AIM OF THE TASK:
Where does the string "crate" appear in the records? Copy every line that contains it.

DATA RECORDS:
————————
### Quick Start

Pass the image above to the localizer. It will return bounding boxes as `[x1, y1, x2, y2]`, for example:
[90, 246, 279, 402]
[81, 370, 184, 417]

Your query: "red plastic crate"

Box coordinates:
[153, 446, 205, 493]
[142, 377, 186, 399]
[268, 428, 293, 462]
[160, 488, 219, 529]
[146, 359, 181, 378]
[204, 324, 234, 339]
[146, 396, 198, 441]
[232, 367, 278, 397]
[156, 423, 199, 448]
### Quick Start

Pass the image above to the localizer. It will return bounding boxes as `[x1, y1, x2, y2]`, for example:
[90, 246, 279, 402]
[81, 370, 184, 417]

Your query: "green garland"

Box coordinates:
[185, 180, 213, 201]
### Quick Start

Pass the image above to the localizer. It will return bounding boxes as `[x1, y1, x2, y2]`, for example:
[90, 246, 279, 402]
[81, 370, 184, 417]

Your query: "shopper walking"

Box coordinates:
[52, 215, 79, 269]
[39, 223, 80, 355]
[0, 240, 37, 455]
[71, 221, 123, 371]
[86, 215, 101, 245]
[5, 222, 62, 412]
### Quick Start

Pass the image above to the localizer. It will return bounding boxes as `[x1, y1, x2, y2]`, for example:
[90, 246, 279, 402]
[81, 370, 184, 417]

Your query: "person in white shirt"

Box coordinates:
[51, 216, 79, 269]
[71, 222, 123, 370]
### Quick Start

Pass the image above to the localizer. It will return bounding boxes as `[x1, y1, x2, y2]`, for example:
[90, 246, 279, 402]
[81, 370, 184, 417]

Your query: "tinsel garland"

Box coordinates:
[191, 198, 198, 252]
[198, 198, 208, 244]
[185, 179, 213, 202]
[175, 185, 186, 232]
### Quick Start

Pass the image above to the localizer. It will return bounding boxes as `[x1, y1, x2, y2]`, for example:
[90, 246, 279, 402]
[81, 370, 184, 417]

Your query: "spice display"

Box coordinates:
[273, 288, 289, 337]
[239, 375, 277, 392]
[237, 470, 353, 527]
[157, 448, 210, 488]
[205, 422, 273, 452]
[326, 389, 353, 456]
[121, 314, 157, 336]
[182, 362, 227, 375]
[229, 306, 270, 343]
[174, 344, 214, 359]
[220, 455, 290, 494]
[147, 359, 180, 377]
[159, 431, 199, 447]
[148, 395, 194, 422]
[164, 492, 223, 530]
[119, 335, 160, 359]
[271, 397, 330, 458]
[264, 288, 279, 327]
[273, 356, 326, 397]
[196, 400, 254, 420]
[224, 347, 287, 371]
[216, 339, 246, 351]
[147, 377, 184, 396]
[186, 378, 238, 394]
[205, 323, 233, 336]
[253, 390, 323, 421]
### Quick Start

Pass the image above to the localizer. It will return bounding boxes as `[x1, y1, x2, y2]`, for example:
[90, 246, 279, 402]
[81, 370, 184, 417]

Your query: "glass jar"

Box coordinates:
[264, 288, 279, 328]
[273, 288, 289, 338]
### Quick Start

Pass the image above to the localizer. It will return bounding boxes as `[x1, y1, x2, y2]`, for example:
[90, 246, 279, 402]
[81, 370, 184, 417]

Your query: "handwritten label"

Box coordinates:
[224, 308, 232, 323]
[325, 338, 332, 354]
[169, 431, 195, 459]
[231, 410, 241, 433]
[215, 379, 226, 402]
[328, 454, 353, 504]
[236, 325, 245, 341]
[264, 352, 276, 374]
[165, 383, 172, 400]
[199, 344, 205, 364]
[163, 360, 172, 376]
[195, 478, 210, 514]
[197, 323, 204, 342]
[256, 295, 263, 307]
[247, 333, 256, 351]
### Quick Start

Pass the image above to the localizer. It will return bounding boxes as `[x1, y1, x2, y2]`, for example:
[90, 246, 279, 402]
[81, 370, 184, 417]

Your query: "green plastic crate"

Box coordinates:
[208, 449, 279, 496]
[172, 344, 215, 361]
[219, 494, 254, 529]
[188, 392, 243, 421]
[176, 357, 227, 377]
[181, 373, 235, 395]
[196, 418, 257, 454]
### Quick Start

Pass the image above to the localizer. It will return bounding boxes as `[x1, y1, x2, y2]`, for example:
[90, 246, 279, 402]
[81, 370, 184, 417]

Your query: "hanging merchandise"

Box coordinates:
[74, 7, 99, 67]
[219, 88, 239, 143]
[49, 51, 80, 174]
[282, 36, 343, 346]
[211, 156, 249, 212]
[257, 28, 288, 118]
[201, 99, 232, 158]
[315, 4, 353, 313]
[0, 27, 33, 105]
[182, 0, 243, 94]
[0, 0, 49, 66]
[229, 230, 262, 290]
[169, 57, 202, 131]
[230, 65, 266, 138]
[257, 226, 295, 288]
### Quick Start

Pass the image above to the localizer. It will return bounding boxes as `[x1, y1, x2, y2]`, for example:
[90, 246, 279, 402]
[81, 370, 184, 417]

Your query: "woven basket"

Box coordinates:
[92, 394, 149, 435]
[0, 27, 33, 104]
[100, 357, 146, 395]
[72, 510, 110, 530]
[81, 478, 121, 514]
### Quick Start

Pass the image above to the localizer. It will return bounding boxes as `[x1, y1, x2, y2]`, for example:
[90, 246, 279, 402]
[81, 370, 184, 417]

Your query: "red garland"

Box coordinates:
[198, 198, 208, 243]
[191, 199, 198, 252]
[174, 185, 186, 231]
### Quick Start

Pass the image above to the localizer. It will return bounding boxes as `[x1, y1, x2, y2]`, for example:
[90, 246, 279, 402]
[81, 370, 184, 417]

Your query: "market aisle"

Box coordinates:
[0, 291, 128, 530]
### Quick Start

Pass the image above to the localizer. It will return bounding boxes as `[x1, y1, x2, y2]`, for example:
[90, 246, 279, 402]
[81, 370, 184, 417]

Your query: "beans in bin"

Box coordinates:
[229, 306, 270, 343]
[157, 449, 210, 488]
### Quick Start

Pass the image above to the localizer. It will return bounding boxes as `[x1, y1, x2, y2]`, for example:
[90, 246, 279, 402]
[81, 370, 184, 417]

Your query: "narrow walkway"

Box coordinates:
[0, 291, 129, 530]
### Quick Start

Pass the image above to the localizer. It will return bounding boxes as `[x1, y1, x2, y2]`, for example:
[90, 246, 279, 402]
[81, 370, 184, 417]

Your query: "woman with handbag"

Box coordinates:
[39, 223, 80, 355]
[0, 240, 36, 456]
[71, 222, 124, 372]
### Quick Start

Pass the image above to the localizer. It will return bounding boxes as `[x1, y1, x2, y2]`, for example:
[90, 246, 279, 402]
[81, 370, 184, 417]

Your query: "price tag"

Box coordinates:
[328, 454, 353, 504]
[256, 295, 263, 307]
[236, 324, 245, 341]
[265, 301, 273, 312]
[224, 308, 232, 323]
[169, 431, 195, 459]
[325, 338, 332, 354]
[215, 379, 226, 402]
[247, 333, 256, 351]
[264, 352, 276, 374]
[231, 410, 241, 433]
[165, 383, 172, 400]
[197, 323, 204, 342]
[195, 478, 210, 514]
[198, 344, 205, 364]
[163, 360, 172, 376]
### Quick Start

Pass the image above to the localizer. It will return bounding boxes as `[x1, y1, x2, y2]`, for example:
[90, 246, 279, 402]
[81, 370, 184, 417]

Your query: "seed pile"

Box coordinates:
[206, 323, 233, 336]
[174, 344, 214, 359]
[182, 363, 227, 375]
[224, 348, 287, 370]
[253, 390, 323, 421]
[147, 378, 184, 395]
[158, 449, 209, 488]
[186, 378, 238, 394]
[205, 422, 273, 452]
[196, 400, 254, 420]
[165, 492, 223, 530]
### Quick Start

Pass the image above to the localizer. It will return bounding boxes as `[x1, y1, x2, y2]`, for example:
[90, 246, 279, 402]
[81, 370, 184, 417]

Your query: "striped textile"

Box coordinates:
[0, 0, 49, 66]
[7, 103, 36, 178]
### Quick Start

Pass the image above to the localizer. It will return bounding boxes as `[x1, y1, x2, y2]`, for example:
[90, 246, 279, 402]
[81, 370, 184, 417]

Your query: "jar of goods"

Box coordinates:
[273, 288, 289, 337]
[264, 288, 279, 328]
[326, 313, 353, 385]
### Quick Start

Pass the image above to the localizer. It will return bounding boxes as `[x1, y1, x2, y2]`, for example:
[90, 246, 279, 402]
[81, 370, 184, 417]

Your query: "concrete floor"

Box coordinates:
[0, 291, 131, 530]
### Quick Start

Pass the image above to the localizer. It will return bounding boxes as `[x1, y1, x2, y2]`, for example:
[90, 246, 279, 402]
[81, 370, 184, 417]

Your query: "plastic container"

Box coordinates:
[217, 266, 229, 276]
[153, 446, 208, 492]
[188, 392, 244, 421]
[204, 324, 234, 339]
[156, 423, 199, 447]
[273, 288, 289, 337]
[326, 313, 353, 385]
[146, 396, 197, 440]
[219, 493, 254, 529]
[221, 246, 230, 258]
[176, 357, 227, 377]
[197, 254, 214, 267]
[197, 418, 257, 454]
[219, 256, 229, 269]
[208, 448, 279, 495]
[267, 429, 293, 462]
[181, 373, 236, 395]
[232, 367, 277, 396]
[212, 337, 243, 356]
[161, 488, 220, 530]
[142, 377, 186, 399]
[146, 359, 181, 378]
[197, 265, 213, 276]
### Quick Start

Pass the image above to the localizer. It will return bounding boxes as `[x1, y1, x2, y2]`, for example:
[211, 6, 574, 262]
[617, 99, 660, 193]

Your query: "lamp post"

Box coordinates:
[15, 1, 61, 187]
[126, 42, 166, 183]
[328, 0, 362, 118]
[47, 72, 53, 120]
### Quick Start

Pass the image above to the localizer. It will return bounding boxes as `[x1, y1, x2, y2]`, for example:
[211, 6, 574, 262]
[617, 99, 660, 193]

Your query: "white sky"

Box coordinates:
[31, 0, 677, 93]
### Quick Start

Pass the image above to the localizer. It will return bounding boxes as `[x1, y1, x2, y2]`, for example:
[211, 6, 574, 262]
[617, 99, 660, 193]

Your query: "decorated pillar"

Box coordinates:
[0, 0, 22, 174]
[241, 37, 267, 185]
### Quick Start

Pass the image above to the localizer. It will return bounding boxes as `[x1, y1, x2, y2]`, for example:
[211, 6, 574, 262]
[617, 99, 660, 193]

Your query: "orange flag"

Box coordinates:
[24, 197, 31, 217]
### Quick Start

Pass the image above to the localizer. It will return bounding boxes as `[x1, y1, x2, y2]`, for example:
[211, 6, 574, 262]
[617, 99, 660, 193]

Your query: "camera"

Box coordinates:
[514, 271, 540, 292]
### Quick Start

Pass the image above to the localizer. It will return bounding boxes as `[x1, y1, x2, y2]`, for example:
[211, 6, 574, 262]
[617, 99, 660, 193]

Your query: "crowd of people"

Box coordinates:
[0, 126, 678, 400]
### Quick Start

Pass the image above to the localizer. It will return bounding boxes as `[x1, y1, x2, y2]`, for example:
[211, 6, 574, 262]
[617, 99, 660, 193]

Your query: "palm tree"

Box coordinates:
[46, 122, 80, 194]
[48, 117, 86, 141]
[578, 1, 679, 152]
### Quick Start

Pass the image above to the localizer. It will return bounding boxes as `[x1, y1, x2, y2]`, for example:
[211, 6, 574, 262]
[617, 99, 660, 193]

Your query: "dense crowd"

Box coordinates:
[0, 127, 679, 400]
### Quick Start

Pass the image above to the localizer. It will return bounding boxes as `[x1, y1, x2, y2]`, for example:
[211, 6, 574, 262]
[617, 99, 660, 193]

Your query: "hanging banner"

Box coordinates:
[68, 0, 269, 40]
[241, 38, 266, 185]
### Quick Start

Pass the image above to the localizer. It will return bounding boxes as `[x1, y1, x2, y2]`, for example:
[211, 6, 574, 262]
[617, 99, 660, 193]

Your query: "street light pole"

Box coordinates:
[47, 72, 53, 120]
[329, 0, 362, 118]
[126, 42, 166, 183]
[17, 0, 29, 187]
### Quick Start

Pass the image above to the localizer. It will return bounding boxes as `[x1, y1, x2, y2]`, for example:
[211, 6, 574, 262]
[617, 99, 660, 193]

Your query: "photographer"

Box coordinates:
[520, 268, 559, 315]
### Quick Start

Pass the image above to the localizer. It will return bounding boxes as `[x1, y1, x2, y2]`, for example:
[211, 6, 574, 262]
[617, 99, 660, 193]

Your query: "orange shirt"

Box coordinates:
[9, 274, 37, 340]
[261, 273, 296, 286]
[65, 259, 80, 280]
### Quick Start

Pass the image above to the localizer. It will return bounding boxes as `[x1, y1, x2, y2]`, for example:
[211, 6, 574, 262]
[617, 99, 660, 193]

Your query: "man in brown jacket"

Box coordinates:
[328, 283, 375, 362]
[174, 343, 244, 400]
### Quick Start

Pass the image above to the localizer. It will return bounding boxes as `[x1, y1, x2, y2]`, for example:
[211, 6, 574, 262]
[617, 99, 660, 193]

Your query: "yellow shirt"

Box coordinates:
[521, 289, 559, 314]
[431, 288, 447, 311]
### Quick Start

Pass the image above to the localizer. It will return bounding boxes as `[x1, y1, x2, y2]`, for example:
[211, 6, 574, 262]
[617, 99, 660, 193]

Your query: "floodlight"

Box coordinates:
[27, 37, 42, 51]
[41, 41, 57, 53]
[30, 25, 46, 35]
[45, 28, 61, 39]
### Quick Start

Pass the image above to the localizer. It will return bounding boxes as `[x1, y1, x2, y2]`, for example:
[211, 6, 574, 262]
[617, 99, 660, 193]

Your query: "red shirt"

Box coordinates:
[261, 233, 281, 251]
————————
SOLUTION TO THE EXERCISE:
Your query: "red plastic crate"
Your query: "green plastic crate"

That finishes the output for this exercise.